#### [Exercise]
Repeat each entry exactly. Drop every image.

#### [Information given]
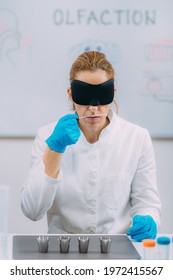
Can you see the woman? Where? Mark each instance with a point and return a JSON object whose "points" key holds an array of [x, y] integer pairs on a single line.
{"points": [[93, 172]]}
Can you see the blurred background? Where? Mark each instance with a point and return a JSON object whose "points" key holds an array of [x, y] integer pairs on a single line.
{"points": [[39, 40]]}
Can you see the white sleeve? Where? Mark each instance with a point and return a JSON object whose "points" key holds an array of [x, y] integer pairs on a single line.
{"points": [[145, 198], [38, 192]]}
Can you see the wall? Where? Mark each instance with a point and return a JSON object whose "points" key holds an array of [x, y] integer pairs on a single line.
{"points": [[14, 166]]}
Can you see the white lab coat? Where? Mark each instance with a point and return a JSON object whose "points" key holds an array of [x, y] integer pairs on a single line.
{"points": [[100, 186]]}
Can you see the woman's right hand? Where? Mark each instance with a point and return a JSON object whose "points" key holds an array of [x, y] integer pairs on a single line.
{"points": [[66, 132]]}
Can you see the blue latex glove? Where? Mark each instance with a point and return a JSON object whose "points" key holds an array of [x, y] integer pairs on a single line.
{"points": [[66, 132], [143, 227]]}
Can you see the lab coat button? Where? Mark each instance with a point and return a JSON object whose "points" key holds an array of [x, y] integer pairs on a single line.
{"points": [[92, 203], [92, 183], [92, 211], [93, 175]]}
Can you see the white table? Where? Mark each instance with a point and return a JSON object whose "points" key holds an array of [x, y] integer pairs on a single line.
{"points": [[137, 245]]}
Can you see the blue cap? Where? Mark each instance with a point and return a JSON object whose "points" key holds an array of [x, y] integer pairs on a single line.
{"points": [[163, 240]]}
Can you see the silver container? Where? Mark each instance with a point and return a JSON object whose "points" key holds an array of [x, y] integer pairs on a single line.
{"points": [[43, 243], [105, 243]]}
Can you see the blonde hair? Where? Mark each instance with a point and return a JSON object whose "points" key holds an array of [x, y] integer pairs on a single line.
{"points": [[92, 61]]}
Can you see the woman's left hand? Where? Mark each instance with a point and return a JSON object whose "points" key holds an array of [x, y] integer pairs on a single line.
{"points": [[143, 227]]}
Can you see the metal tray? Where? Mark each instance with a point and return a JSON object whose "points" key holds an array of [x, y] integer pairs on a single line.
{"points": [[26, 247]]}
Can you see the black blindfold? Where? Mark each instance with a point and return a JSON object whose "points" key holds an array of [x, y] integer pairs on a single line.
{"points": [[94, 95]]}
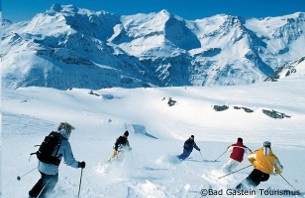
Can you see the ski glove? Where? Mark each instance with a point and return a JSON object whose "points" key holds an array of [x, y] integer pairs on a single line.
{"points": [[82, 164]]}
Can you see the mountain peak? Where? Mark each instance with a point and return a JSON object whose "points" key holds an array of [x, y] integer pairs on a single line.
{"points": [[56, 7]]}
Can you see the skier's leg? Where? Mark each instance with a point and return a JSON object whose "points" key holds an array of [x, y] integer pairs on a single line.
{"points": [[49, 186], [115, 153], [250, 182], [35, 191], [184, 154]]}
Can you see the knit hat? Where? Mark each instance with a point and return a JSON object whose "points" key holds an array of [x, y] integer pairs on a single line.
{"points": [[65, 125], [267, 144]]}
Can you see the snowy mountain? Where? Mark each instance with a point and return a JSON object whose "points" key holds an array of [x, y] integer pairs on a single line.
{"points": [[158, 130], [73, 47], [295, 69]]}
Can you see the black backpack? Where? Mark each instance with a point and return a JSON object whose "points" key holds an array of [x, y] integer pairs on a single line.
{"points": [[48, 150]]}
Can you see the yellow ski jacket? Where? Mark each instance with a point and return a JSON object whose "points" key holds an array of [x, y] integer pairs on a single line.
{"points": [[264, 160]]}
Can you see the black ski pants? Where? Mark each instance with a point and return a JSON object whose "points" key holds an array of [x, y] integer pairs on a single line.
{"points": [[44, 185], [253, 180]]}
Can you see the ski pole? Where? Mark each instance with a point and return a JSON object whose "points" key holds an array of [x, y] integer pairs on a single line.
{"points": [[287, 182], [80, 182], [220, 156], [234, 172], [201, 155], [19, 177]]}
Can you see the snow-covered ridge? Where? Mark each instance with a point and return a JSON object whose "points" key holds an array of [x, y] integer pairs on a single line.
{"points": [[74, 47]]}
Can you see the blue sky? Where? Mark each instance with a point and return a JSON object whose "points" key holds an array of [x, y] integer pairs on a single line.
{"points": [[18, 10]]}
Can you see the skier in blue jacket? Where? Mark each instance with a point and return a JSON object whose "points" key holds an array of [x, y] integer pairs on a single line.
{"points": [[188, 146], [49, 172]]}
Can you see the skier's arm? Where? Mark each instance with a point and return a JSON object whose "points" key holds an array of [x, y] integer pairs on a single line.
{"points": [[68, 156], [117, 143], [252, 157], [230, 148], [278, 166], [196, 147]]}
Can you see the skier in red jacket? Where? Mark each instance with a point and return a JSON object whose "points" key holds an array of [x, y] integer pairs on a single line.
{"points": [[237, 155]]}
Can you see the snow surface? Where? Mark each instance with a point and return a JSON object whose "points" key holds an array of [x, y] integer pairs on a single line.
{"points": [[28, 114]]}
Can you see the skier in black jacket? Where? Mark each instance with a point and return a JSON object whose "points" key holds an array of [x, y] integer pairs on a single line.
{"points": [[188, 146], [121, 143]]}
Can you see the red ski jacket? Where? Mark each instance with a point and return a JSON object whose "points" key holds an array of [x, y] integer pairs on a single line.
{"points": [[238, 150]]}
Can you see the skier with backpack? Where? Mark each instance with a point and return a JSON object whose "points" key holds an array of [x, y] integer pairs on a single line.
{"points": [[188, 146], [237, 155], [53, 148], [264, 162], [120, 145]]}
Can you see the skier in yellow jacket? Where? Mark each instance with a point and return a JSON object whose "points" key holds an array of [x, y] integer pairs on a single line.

#### [Output of the task]
Can you see the woman? Where? Mark each instance with a point and return a JSON object whose "points" key holds an array of [x, y] integer pairs on a single line.
{"points": [[93, 172]]}
Can you see the blurred background? Where? Mark each instance with a point and return a JSON object whose "points" key holds an array of [x, y] integer pairs on a single line.
{"points": [[39, 40]]}
Can you see the white sleeve? Where? Mark each instance with a point and return a JSON object whose "points" key holds an array of [x, y] integer pairs on a single line.
{"points": [[145, 198], [38, 192]]}
Can you see the wall? Where? Mark each instance with a point and return a JSON object whose "points" key holds an array of [x, y] integer pairs on a single line.
{"points": [[14, 166]]}
Can you see the white lab coat? Where? Mark each instance with a point and return a JSON object whose "points" key holds an array of [x, y] integer pairs on a single line.
{"points": [[100, 186]]}
Can you see the woman's right hand? Where? Mark each instance with a point and return a JSON object whose "points" key holds an array of [x, y] integer pairs on a single line.
{"points": [[66, 132]]}
Can you see the blue latex glove? Where? Mark each instance with a point and return a JSON object whose "points" key holds an array of [x, y] integer pairs on a single line.
{"points": [[66, 132], [143, 227]]}
Can you see the lab coat button? Where? Mark each instance with a point and return a JSON object whose "points" key holds an array of [x, y] integer pairs on a single line.
{"points": [[92, 203], [92, 183], [92, 211], [93, 175]]}
Can you see the white table? Where? Mark each instance with a point and return a JSON object whose "points" key holds an array of [x, y] integer pairs on a single line.
{"points": [[137, 245]]}
Can you see the blue cap? Where? Mark each instance with a point and return a JSON object whose "points" key holds an array of [x, y] integer pairs on a single line.
{"points": [[163, 240]]}
Can you see the silver container? Where? Mark each instance with a point and return a JSON object whose "points" key holds an array of [x, y] integer pairs on a single line.
{"points": [[43, 243], [105, 243]]}
Can you see the blonde hair? Where? Mark each instance with a point and return a JSON object whose "points" key holds an array of [x, y] integer pairs on a single line.
{"points": [[92, 61]]}
Can you see the woman's left hand? Where? Mark each instance with a point and return a JSON object whose "points" key holds an array of [x, y] integer pairs on a single line.
{"points": [[143, 227]]}
Can you see the metal tray? Where? Mark each instance with a point and return a JSON object whose "points" key holds an array of [x, y] integer pairs on a single line.
{"points": [[26, 247]]}
Can you see the black blindfold? Where? Mark each instance with a point and return a JSON object whose "points" key holds an array of [x, y] integer pairs on a single line.
{"points": [[94, 95]]}
Can you see the ski glove? Where? Mark each instance with a point and return a JSON object whose "points" key holds an array of [x, y] integer pairs on a single line.
{"points": [[82, 164]]}
Can you see the mountain peak? Where? Mark each instance with a point and return a JSON object whose "points" key holds an array of [x, y] integer pairs on a single line.
{"points": [[56, 7]]}
Can you see the skier's leg? Where? Mark each instance with a point and return a JSON object whose "points" key holds an array of [x, y] integer pairs on a single line.
{"points": [[49, 186], [115, 153], [250, 182], [35, 191], [184, 154]]}
Can you see the knit hat? Where? Mark each instance with a point and return a JSON object whose "points" key holds an array of [x, y] integer pairs on a single line.
{"points": [[65, 125], [267, 144]]}
Can you see the snowy mountain? Where? Mark each instance with a point and return a JSON object whose "points" key holds an array of [x, y] integer pairs on a single line.
{"points": [[158, 130], [73, 47], [295, 69]]}
Can you see the black backpack? Where? Mark each instance with a point and return a JSON object whose "points" key holds an array of [x, y] integer pairs on a single line.
{"points": [[48, 150]]}
Can you see the yellow ski jacket? Where? Mark each instance with a point and return a JSON object whose "points" key holds an array of [x, y] integer pairs on a single line.
{"points": [[264, 160]]}
Can you see the black ski pants? Where? Mark each instance with a point and return a JSON object whose "points" key holds an array of [x, y] integer pairs on a single line.
{"points": [[44, 185], [253, 180]]}
Can you see the ski pole? Where? Mark each instance with a point and return a JSON object whose "points" key holds an array of [x, y] integer pairs on a single line.
{"points": [[287, 182], [80, 182], [220, 156], [234, 172], [201, 155], [19, 177]]}
Can you see the snow-covered ridge? Where? Mark each instance with a point and return a JSON object whose "points" key holds an array of [x, y] integer pairs on a single line.
{"points": [[74, 47]]}
Can you see the blue sky? Where? Mark each instance with a point and return a JSON object whose "points" key holds an array of [x, y] integer pairs on a single line.
{"points": [[18, 10]]}
Can you see the skier in blue jacket? Where? Mark each instance with a point and return a JSON object whose "points" key holds an array of [x, y] integer pairs on a single line.
{"points": [[188, 146], [49, 172]]}
Can you see the skier's arm? Where? Mark each instance with a point and return a JSON object whose "points" key holds an array of [x, y] integer pairs on a single line.
{"points": [[68, 156], [117, 143], [252, 157], [230, 148], [278, 166], [196, 147]]}
Can you see the skier in red jacket? Where? Mark each instance with a point and return a JSON object whose "points" key holds an array of [x, y] integer pairs on a single line.
{"points": [[237, 155]]}
Can you see the snow surface? Where? Mark each instance with a point and return a JSON object whose "points" key holds an array of [x, y] integer pairs on a single line.
{"points": [[28, 114]]}
Can you see the skier in black jacket? Where? Mark each instance with a point and return a JSON object whose "points" key holds an array of [x, y] integer pairs on a single line.
{"points": [[188, 146], [121, 143]]}
Can you see the red ski jacket? Where? Mark each instance with a point and return a JSON object whose "points" key holds an array of [x, y] integer pairs on a single line.
{"points": [[238, 150]]}
Can you see the skier with backpack? Where? Mark each instance with a point and return a JSON object whose "points" key holds an array of [x, y] integer pairs on a single line.
{"points": [[188, 146], [237, 155], [53, 148], [264, 162], [120, 145]]}
Can you see the skier in yellow jacket? Where? Mark each instance with a point and return a JSON object whose "points" key holds an array of [x, y] integer pairs on a single line.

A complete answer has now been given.